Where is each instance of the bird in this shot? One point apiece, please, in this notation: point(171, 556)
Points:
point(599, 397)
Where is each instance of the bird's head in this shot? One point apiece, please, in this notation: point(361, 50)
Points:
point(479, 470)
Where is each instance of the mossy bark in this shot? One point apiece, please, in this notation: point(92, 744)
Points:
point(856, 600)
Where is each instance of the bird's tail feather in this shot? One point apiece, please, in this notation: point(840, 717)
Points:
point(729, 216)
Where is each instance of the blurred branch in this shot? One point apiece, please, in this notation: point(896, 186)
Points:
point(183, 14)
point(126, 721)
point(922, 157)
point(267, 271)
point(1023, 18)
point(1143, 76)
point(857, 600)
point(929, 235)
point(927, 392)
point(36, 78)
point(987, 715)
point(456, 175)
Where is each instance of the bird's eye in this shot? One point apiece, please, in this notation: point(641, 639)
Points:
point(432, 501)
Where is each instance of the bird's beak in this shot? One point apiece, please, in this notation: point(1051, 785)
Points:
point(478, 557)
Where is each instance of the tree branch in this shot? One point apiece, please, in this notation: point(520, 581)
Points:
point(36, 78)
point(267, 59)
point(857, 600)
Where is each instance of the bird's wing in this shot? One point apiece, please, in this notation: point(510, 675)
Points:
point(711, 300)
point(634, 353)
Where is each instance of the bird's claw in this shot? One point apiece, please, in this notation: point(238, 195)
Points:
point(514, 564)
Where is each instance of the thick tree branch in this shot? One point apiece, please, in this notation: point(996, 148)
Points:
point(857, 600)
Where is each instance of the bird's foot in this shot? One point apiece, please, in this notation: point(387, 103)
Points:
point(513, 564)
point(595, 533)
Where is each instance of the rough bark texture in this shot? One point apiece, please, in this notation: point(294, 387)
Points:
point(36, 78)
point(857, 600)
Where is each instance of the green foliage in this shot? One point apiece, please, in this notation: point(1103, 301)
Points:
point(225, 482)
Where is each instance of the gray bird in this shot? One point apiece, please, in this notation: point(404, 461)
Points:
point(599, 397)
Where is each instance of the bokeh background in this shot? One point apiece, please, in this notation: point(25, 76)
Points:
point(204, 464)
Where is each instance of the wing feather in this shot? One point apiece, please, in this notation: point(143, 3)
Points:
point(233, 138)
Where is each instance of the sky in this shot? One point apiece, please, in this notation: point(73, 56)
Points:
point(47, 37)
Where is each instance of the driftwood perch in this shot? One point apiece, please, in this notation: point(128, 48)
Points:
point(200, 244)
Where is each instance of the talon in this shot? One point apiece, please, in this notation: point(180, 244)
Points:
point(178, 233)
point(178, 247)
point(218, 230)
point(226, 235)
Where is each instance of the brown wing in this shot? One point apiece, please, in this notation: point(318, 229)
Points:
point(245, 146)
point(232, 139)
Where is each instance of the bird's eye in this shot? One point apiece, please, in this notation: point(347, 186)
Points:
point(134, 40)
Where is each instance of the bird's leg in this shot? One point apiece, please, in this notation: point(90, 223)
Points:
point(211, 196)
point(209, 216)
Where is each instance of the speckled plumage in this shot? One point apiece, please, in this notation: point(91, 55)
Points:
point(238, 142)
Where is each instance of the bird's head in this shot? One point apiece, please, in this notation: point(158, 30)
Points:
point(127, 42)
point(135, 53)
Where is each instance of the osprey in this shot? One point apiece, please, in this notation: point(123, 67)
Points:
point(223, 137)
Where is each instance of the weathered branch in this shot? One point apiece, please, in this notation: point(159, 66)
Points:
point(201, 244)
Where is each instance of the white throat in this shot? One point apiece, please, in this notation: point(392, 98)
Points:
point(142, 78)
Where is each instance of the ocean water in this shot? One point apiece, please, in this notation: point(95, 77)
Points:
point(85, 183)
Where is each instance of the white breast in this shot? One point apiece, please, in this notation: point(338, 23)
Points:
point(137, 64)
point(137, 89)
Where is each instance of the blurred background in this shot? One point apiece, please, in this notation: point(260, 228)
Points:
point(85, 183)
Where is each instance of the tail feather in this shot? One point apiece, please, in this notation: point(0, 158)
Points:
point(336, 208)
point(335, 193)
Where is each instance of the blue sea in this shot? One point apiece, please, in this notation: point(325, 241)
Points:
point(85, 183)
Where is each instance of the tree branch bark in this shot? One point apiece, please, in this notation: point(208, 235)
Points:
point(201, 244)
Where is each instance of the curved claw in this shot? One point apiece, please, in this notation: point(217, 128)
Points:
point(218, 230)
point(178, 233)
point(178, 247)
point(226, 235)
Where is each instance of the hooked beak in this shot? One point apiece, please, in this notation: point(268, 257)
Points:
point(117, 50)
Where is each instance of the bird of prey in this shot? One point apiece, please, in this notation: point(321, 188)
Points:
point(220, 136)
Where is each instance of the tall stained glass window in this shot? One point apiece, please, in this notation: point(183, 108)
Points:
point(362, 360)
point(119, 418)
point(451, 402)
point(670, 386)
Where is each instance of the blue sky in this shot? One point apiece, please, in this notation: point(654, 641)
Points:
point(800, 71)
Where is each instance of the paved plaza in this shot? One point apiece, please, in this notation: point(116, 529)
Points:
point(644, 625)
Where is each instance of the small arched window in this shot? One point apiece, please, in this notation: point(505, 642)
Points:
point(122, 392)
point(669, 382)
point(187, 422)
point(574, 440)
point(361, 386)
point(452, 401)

▶ _THE EXERCISE_: Rewrite the material from the line containing "Where is each instance of the small" through the end of the material, including the request line, and multiply every answer point coordinate by 2, rounding to whole numbers with halves going up. Leave the numbers in the request and its notation sample unchanged.

▶ _SOLUTION TO THIS EXERCISE_:
Where is each instance of the small arched window in this shot? One point apiece, please, in this notation: point(505, 642)
Points:
point(244, 784)
point(1338, 764)
point(374, 844)
point(1148, 880)
point(722, 772)
point(904, 802)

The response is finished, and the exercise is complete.